---------- ESTRATTO DEL DOCUMENTO
Raggiungere l’autonomia, essere indipendenti, farcela da soli, sono solo alcuni dei messaggi che la famiglia, la società e la cultura ci tramandano come obiettivi tra i più importanti del diventare adulti.

In molti contesti questo traguardo è comunicato come un vero e proprio valore primario ed è interiorizzato nell’inseguimento del risultato performativo sinonimo di essere in grado di camminare con le proprie gambe e pertanto di identità.

Raggiungere l’autonomia è uno degli aspetti proposto anche in Psicoterapia ma con un significato diverso da quello sociale che è necessario chiarire per le ambivalenze che sono presenti talvolta sia nel pensiero dei professionisti stessi che nelle fantasie dei pazienti.

Prima di arrivare al processo psicoterapeutico, vorrei proporre una breve riflessione su semplici evidenze oggettive che ci circondano nella vita di ogni giorno in merito alle proposte culturali di autonomia.

Da molti anni sono seguite da milioni di persone pratiche di meditazione, ricerca dell’equilibrio, della risposta interiore, di rilassamento o di rinforzo delle proprie risorse che hanno una matrice comune nel voler aiutare la persona a focalizzarsi su di sé, a dare centralità all’Io che nel Noi sociale spesso perde di sicurezza e riferimenti, determinando disagi e sofferenze.

Sono attività che provengono da sentieri diversi, filosofici, scientifici e psicologici, appartengono alle tradizioni di alcune culture talvolta riadattate per società diverse da quelle originarie (come la nostra) che hanno come scopo nobile quello di aiutare le persone a trovare delle strategie per raggiungere il benessere.
--------------------
**BREVE ESERCIZIO A:**
Estrai dalle voci tutte le righe in cui compare la parola "winter".
L'estratto e le voci non hanno alcun legame fra loro.
---------- MATERIALE FORNITO
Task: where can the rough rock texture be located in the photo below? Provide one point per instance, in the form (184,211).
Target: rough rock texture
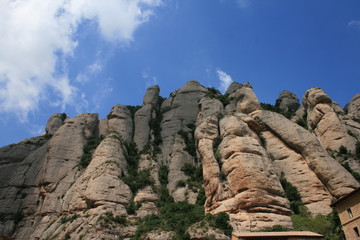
(71,183)
(324,120)
(119,121)
(54,122)
(296,171)
(247,101)
(231,174)
(204,231)
(335,178)
(144,115)
(353,107)
(288,101)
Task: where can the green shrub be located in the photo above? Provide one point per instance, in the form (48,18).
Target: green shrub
(357,150)
(188,169)
(222,176)
(275,228)
(109,217)
(214,93)
(201,197)
(18,217)
(180,184)
(220,221)
(356,175)
(163,175)
(302,122)
(189,143)
(138,181)
(63,116)
(288,114)
(343,150)
(319,224)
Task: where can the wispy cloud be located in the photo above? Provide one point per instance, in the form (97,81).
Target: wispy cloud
(38,36)
(150,79)
(354,24)
(90,71)
(243,3)
(225,80)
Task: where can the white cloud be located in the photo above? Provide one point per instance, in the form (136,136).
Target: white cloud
(150,79)
(354,24)
(91,70)
(225,80)
(243,3)
(37,36)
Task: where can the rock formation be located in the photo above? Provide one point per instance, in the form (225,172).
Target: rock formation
(86,178)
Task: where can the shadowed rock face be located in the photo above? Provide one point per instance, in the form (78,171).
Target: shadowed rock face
(243,152)
(288,101)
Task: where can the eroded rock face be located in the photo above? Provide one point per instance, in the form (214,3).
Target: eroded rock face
(296,171)
(353,107)
(120,122)
(288,101)
(231,174)
(144,115)
(243,152)
(336,179)
(54,122)
(324,120)
(247,101)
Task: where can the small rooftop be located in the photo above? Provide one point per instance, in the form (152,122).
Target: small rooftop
(345,197)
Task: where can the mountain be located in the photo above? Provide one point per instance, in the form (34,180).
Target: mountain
(153,171)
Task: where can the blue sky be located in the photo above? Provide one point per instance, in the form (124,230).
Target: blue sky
(78,56)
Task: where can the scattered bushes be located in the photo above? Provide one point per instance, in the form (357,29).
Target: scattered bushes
(108,217)
(343,150)
(302,122)
(357,150)
(163,175)
(214,93)
(189,143)
(18,217)
(139,180)
(288,114)
(135,180)
(356,175)
(275,228)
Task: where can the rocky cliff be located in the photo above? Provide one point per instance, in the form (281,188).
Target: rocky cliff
(197,151)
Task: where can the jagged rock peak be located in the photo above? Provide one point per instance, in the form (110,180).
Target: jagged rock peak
(287,101)
(192,86)
(353,107)
(246,99)
(233,87)
(315,96)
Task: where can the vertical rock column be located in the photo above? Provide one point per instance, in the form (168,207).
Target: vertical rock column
(179,113)
(326,124)
(238,176)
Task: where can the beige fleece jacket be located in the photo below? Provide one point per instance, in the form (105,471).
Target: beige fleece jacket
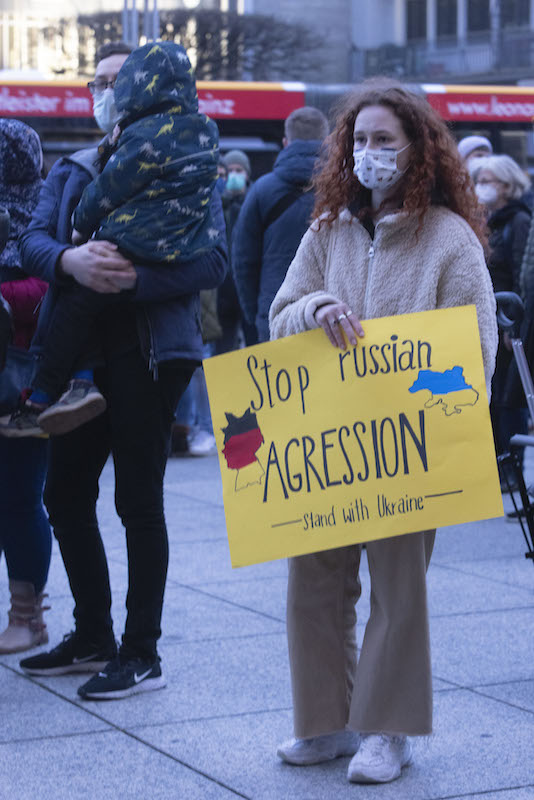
(397,273)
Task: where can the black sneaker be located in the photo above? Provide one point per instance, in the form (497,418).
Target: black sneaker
(81,402)
(123,677)
(73,654)
(23,422)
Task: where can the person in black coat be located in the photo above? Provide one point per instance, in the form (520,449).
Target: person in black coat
(275,216)
(501,186)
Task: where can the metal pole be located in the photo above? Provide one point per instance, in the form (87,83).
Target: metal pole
(146,22)
(125,21)
(496,32)
(155,21)
(135,25)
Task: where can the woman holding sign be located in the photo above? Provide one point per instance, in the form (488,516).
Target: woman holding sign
(397,230)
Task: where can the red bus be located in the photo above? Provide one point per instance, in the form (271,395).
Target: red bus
(251,115)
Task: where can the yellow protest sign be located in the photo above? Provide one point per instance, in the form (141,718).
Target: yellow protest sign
(320,447)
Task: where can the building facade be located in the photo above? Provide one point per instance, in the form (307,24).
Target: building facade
(435,40)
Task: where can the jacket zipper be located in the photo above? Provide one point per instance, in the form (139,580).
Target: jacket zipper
(152,363)
(370,256)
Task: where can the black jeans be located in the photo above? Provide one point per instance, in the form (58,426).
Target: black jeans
(72,340)
(136,430)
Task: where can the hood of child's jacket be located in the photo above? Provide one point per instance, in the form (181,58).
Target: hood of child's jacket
(20,184)
(154,77)
(21,156)
(295,162)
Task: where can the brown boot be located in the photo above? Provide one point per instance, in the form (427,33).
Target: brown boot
(26,628)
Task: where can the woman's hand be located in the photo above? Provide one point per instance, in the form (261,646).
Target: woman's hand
(77,238)
(338,320)
(99,266)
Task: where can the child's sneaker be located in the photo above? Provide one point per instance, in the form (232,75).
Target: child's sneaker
(81,402)
(23,422)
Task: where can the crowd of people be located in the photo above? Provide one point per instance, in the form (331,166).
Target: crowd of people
(135,260)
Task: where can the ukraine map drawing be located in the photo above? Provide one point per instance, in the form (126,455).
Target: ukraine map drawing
(447,389)
(242,438)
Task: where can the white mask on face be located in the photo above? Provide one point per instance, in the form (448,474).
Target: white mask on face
(377,169)
(104,110)
(487,193)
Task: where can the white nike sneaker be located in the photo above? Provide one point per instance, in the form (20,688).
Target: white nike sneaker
(380,758)
(315,750)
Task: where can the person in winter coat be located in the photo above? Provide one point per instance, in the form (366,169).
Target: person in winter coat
(151,199)
(275,216)
(501,185)
(25,535)
(150,348)
(396,230)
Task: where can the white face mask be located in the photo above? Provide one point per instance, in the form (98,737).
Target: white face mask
(487,193)
(377,169)
(104,110)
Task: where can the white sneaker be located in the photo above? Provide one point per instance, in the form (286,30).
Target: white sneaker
(202,444)
(317,749)
(380,758)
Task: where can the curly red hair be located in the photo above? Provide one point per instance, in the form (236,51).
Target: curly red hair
(436,174)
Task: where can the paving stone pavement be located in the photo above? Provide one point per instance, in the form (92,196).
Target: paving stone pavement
(213,732)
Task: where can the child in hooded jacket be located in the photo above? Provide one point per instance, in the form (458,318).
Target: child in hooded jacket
(152,200)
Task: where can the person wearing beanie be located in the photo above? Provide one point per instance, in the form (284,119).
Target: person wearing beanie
(275,216)
(238,169)
(474,147)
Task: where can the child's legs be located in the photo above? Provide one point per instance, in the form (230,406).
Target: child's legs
(24,531)
(69,342)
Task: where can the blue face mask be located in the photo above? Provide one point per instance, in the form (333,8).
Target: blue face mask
(104,110)
(237,182)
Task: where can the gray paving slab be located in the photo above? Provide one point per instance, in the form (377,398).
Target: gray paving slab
(469,752)
(29,711)
(476,541)
(516,693)
(99,765)
(228,703)
(524,793)
(474,649)
(204,679)
(192,615)
(515,572)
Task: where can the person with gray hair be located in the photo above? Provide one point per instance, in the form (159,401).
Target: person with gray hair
(501,184)
(275,216)
(471,147)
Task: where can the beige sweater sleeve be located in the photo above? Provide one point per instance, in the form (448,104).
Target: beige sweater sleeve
(465,280)
(302,291)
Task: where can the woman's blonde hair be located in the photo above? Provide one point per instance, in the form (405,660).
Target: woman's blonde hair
(505,170)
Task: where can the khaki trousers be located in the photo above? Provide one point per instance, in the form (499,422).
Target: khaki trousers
(390,689)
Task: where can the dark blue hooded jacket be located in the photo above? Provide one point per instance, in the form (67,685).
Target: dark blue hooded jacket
(21,161)
(260,256)
(152,197)
(166,297)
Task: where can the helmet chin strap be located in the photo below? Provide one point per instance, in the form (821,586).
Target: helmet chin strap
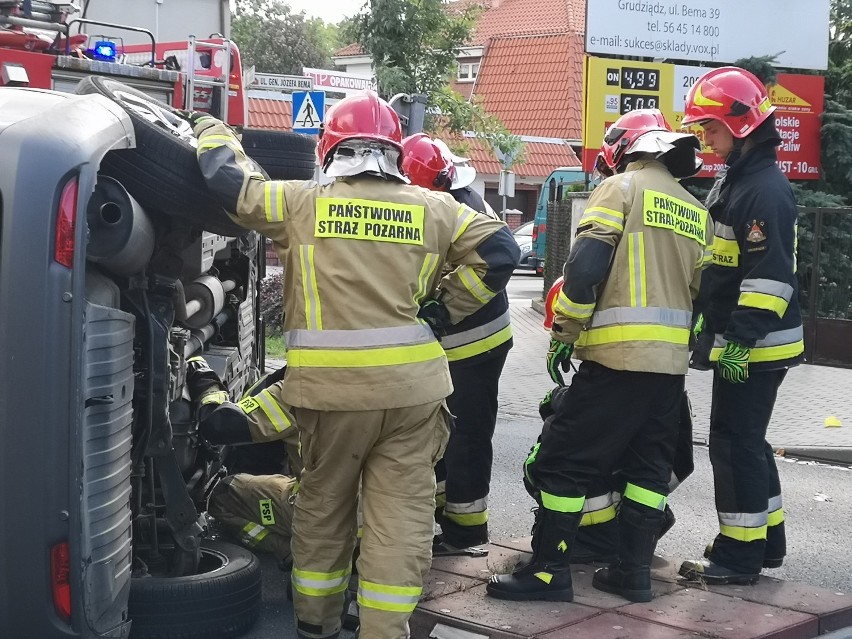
(356,158)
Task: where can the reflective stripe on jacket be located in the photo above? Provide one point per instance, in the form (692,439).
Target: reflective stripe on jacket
(635,314)
(360,255)
(750,293)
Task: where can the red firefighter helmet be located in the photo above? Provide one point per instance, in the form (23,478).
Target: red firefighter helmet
(622,135)
(550,302)
(731,95)
(424,163)
(364,117)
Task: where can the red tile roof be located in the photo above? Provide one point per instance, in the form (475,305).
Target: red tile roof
(534,84)
(350,49)
(540,158)
(270,114)
(529,17)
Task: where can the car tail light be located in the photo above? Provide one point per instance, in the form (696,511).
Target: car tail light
(60,569)
(66,217)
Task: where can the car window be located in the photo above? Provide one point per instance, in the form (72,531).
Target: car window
(524,229)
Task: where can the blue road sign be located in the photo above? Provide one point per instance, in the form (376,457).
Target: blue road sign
(308,111)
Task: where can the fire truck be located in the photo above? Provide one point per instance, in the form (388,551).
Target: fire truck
(116,267)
--------------------
**BREVE ESERCIZIO B:**
Ricopia parola per parola il passo dell'estratto sull'autonomia da "Raggiungere l’autonomia è" a "fantasie dei pazienti.".

**SOLUZIONE DEL COMPITO A:**
Task: where can the person in winter coat be located in the photo above? Provide one point per instance, in the form (366,169).
Target: person in winter coat

**SOLUZIONE DEL COMPITO B:**
Raggiungere l’autonomia è uno degli aspetti proposto anche in Psicoterapia ma con un significato diverso da quello sociale che è necessario chiarire per le ambivalenze che sono presenti talvolta sia nel pensiero dei professionisti stessi che nelle fantasie dei pazienti.